Giovanna Spathis non sopportò più di tre anni il carattere di Ugo. Però qui a Zante rimangono Ugo e Giovanni: qui si spiega anche il legame più profondo con il fratello Giovanni. Gli altri due invece, Rubina e Costantino Angelo, andarono a Corfù presso altre due sorelle di Diamantina: una si chiamava Regina e l’altra Maria. Quindi insomma la famiglia di Diamantina Spathis si fa carico un po’ della prole avuta insieme al marito Andrea. Nel 1792, accompagnato dal Provveditore dell'isola, Paolo Paruta, poté raggiungere la madre e i fratelli a Venezia e stabilirsi con loro nella piccola casa in Campo de le gate, un piccolo campo nel sestiere di Castello a Venezia (Ugo rimase per un brevissimo periodo lì a Venezia e poi rientrò a Zante). Tra il 1793 e il 1797 frequentò le Scuole di San Cipriano a Murano (Venezia) dove era stato provveditore il famoso intellettuale illuminista Gasparo Gozzi In questo periodo Foscolo cominciò anche a scrivere. A 17 anni nel 1794 già aveva messo in piedi una serie di componimenti lirici, di inni, canzonette, odi etc. Ed era periodo in cui la famiglia non navigava nell’oro, anzi nella casa di Venezia, molto modesta, non c’erano neanche i vetri alle finestre e c’era solo un panneggio molto pesante e d’inverno serviva per rallentare l’entrata del freddo. Lui andava in giro con lo stesso cappotto anche un po’ sdrucito, e ne andava anche molto fiero, si recava in pubblico sempre con questa sua aria di sfida, di fierezza che aveva anche della povertà, che cercava anche di ostentare, non la nascondeva. Foscolo fu inizialmente sostenitore di Napoleone Bonaparte. Quando, però, Napoleone firmò con l’Austria il “TRATTATO DI CAMPOFORMIO” nel 1797 ne divenne un duro oppositore, poiché una conseguenza di questo trattato fu la fine della Repubblica di Venezia, nella quale Foscolo visse la sua giovinezza. Lo stato veneto veniva infatti ceduto, insieme all'Istria e alla Dalmazia, all'Arciducato d'Austria. Fra le sue opere ricordiamo la raccolta “Poesie” costituita da due odi e dodici sonetti. Un'altra opera significativa è il Carme “dei Sepolcri” in cui affronta il tema della morte, prendendo ispirazione dall’editto napoleonico di Saint-Cloud del 1807 che prevedeva la creazione di cimiteri fuori dalle città per esigenze sanitarie e l’istituzione di lapidi tutte uguali al di là del ceto sociale. Il linguaggio di Foscolo è ispirato alla lingua greca e latina.

■ **DATI DI PARTENZA**
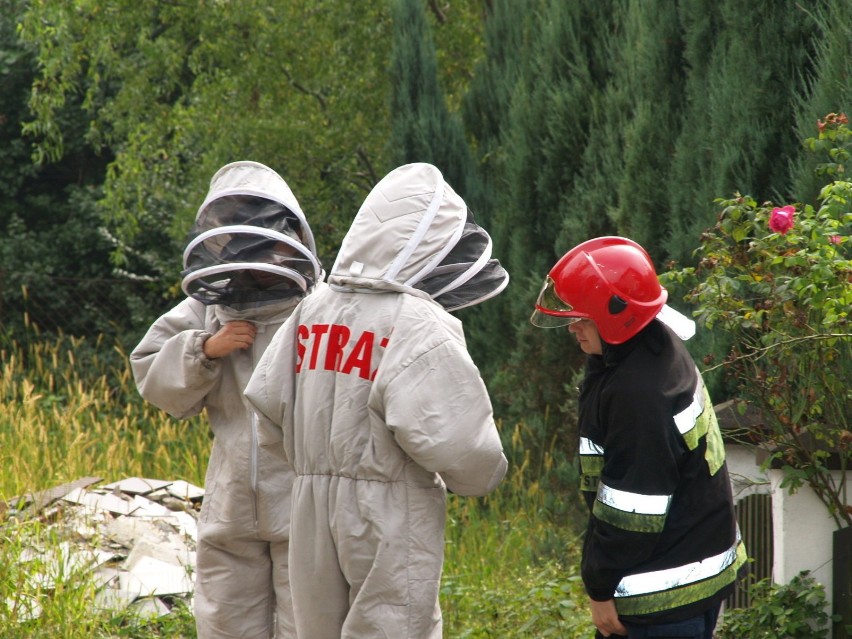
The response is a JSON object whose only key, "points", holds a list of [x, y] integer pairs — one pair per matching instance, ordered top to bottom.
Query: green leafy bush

■ **ATTIVITÀ**
A) Riassumi in due frasi il testo su Foscolo.
B) Prosegui il testo su Foscolo partendo dalla sua ultima frase.

■ **RISPOSTE PER ATTIVITÀ**
A) Nel 1792 Foscolo raggiunse la madre e i fratelli a Venezia, stabilendosi con loro in una piccola casa modesta, e tra il 1793 e il 1797 frequentò le Scuole di San Cipriano a Murano, periodo in cui cominciò anche a scrivere componimenti lirici. Inizialmente sostenitore di Napoleone, ne divenne un duro oppositore dopo il Trattato di Campoformio del 1797, che segnò la fine della Repubblica di Venezia, e tra le sue opere si ricordano la raccolta «Poesie» e il carme «Dei Sepolcri», ispirato all'editto napoleonico di Saint-Cloud.

B)
Nel 1808 tenta di arricchire le sue entrate con lo stipendio di professore universitario a Pavia ma pochi mesi dopo la sua cattedra viene soppressa. La vicinanza amorosa della figlia Floriana e l'affetto di alcuni pochi amici vengono a temperare la solitudine, i disagi, le tristezze e la malattia degli ultimi anni. Nel 1814

crolla l’Impero Napoleonico. Nel 1815 con il Congresso di Vienna le potenze che hanno sconfitto Napoleone dividono l’Europa dando inizio all’Età della Restaurazione. In Italia tornano gli austriaci: Foscolo sceglie l’esilio prima in Svizzera e poi in Inghilterra. Gli Inglesi lo accolgono con simpatia ma illudendolo: per la sua natura non riesce mai ad integrarsi e viene abbandonato: muore poverissimo il 10 settembre 1827 (a 49 anni) nel sobborgo londinese di Turnham Green e viene sepolto nel vicino cimitero di Chiswick. Nel 1871, le spoglie sono state collocate a Firenze, nella chiesa di Santa Croce, accanto ai grandi italiani che aveva celebrato nel carme Dei Sepolcri. I resti del Foscolo tornarono così alla sua patria, come egli aveva desiderato.

-POETICA FOSCOLO: 4 FASI: 1.

morte liberatrice nell’Ortis;

2.

poesia consolatrice nei Sonetti (Alla Sera);

3.

bellezza serenatrice nelle Odi;

4.

poesia eternatrice nei Sepolcri.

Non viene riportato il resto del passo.